## Document text
15-451 Algorithms 03/03/07
NP-completeness cont
* Recap, Formal definitions.
* reducing CIRCUIT-SAT to 3-SAT [proving 3-SAT is NP-complete]
* reducing 3-SAT to CLIQUE [proving CLIQUE is NP-complete]
* Independent Set, Vertex Cover
=======================================================================
In the discussion below, a "problem" means something like 3-coloring
or network flow, and an "instance" means a specific instance of that
problem --- the graph to color or the network to find a flow on.
A DECISION PROBLEM is just a problem where each instance is either a
YES-instance or a NO-instance and the goal is to decide which type
your instance is. (e.g., for 3-coloring, G is a YES-instance if it has a
3-coloring and NO if not. For the perfect-matching problem, G is a
YES-instance if it has one and a NO-instance if it does not.)
P: class of decision problems Q that have polynomial-time algorithms:
A(I)=YES iff I is a YES-instance of Q.
NP: decision problems where at least the YES-instances have short proofs
(that can be checked in polynomial-time) that the answer is YES. Q is
in NP if there is a verifier V(I,X) such that:
If "I" is a YES-instance, then there exists X such that V(I,X) = YES.
If "I" is a NO-instance, then for all X, V(I,X) = NO.
and furthermore the length of X and the running time of V are poly in |I|.
co-NP: vice-versa: there are short proofs for NO-instances. (E.g.,
given two circuits, C_1, C_2, do they compute the same function?).
Problem Q is NP-complete if:
(1) Q is in NP, and
(2) Any other Q' in NP is "polynomial-time reducible" to Q. In
particular, for any Q' in NP, there is some function f from instances
of Q' to instances of Q, that maps YES-instances of Q' to YES-instances
of Q, and maps NO-instances of Q' to NO-instances of Q.
If Q just satisfies (2) then it's called NP-hard.
Last time we showed that the following problem is NP-complete:
CIRCUIT-SAT: Given a circuit of NAND gates with a single output and no
loops (some of the inputs may be hardwired). Question: is there a
setting of the inputs that causes the circuit to output 1?
Proof sketch: It's clearly in NP, since V(I,X) just runs circuit I on
proposed solution X and checks that the circuit outputs 1. Now, say
Q' is some other problem in NP. Q' must have some polynomial-time
verifier V'. Now, given some instance I of Q', what function f does
is construct a circuit C_I such that C_I(X) = V'(I,X). So, f is like
a compiler that compiles V' into a circuit of NAND gates. Claim is
that we can do this by unrolling a polynomial number of loops of the
kind of NAND-gate computer you built in 15-251. Finally, by design,
C_I is a YES-instance of CIRCUIT-SAT iff I was a YES-instance of Q'.

## Written exercise
In the NP-completeness lecture notes, what is a problem called if it satisfies only condition (2)?

## Dataset extract
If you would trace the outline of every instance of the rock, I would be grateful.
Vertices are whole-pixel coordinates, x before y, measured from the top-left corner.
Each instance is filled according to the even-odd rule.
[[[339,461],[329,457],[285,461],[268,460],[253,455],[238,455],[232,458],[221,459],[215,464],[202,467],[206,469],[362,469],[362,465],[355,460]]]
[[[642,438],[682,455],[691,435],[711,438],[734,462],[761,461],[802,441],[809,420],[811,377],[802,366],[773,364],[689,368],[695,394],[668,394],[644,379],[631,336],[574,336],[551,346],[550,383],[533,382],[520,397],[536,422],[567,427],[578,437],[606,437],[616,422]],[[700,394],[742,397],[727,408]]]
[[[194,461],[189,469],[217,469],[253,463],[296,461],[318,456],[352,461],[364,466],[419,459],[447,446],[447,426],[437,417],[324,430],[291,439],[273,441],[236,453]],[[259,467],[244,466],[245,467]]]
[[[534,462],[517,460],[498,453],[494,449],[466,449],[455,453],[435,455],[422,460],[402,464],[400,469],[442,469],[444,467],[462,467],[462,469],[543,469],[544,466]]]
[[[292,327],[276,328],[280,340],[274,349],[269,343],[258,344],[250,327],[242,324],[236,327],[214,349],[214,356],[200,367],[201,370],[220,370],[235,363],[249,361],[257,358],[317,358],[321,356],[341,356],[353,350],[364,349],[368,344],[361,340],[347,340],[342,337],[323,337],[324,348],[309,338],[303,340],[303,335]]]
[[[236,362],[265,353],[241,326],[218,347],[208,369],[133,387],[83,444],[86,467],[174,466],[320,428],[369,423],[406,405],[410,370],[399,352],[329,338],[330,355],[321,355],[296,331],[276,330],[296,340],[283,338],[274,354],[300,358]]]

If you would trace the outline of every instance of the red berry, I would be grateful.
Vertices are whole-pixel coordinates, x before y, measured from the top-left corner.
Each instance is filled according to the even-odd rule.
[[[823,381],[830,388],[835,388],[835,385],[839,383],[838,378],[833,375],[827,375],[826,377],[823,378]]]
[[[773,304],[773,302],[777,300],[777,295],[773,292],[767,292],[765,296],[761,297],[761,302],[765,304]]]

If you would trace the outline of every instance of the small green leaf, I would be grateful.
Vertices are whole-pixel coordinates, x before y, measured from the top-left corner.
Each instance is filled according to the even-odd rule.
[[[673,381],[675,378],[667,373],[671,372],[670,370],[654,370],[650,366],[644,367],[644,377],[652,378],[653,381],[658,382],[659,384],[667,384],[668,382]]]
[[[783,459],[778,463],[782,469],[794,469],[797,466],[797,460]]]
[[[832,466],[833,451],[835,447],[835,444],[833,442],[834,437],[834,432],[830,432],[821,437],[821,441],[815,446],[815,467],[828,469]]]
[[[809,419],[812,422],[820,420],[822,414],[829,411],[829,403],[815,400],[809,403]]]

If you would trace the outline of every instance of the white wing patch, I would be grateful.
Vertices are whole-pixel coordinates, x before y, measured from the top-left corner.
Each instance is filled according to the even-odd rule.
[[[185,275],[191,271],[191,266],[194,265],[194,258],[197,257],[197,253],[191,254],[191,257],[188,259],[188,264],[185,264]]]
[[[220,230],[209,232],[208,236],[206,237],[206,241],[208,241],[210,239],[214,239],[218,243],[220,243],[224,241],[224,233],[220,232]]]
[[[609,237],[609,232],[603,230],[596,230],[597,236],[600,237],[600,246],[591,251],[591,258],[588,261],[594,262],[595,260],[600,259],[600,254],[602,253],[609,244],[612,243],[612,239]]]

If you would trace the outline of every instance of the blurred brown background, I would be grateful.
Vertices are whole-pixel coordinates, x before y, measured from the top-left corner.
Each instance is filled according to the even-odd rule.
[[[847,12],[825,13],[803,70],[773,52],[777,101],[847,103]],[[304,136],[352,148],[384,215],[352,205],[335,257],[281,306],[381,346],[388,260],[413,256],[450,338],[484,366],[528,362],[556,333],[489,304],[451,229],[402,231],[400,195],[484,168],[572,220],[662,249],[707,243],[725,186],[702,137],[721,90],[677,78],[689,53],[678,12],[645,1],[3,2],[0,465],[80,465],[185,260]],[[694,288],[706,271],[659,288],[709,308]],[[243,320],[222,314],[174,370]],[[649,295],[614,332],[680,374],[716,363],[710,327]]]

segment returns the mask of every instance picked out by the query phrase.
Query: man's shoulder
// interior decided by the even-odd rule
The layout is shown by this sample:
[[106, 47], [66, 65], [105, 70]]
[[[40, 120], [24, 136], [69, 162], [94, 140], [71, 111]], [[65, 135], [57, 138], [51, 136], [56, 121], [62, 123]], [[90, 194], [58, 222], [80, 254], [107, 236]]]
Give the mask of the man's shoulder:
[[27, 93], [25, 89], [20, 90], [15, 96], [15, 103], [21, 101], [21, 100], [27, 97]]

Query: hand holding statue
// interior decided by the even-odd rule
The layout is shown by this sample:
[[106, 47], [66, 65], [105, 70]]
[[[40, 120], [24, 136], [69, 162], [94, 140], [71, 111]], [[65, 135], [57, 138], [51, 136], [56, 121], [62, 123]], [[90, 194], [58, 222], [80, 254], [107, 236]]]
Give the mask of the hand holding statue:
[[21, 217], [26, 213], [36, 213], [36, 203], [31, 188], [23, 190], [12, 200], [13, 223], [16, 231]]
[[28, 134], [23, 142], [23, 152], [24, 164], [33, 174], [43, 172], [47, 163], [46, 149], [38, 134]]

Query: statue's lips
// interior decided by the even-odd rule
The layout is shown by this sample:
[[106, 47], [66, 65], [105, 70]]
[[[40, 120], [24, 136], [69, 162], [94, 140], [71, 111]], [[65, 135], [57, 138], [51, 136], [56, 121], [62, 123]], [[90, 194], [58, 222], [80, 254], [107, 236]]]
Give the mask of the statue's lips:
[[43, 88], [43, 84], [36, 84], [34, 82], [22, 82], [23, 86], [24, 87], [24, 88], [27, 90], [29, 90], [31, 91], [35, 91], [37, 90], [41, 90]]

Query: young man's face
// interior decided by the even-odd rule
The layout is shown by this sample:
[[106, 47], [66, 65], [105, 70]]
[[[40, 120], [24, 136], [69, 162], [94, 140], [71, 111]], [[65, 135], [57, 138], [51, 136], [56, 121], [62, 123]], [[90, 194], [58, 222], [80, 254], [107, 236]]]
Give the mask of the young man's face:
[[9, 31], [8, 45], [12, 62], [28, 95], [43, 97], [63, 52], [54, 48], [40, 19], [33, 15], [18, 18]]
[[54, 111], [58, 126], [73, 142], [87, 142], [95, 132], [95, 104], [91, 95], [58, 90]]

## Response to the exercise
NP-hard.